[Data for this task]
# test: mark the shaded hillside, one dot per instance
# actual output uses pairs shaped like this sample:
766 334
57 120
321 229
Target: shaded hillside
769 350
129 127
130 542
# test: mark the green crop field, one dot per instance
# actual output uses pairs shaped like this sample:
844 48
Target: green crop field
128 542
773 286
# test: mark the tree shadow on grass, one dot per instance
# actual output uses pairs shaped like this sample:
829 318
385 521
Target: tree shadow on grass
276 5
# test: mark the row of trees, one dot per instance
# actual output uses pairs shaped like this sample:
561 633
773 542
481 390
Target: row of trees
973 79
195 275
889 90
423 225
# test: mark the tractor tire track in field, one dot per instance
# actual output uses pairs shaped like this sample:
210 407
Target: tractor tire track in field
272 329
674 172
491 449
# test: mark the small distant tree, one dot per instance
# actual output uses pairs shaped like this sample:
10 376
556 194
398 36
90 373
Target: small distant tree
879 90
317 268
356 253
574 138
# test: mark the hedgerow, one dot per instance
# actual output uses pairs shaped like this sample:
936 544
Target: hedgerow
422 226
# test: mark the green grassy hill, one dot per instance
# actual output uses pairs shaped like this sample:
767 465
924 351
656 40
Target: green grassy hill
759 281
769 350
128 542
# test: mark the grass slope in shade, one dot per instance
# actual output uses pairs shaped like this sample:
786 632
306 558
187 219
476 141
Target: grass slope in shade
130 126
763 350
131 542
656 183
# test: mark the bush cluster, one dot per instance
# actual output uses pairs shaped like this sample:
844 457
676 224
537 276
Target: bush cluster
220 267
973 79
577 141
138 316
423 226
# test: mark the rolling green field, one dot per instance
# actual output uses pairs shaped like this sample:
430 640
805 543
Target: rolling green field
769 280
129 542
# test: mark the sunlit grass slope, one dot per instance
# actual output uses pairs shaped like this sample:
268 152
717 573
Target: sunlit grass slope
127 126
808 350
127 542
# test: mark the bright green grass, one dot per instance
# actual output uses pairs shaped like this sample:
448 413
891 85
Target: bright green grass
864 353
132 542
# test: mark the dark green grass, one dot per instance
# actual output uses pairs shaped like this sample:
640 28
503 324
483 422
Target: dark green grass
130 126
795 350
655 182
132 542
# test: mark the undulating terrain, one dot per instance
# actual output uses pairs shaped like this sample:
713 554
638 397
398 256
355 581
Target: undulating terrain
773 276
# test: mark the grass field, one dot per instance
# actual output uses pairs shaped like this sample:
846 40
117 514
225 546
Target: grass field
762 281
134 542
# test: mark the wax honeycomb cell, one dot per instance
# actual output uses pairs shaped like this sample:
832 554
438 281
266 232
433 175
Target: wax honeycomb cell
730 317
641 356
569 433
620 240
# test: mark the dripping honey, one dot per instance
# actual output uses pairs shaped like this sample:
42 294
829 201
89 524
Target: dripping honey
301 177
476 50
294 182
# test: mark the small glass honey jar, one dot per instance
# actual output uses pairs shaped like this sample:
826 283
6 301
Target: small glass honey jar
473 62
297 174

[Task brief]
Your task is to reproduce, exactly and exclusively, the lines from the one holding "# test: mark the wax" through the final line of the listing.

[Correct answer]
# test: mark the wax honeycomb cell, one dot per instance
# actual output uses pairs shaped like this sample:
832 554
438 281
266 232
433 175
Target: wax honeycomb cell
730 317
641 356
569 433
620 240
# test: mark the dripping honey, one dot per instance
# actual output uses pairs shaped like this sample:
42 294
829 201
89 524
Target: dripping honey
301 177
476 50
294 182
# test: mark the small glass honey jar, one dot per instance
# actual output uses pairs shaped like this sample:
826 283
6 301
Target: small glass honey jar
473 62
297 174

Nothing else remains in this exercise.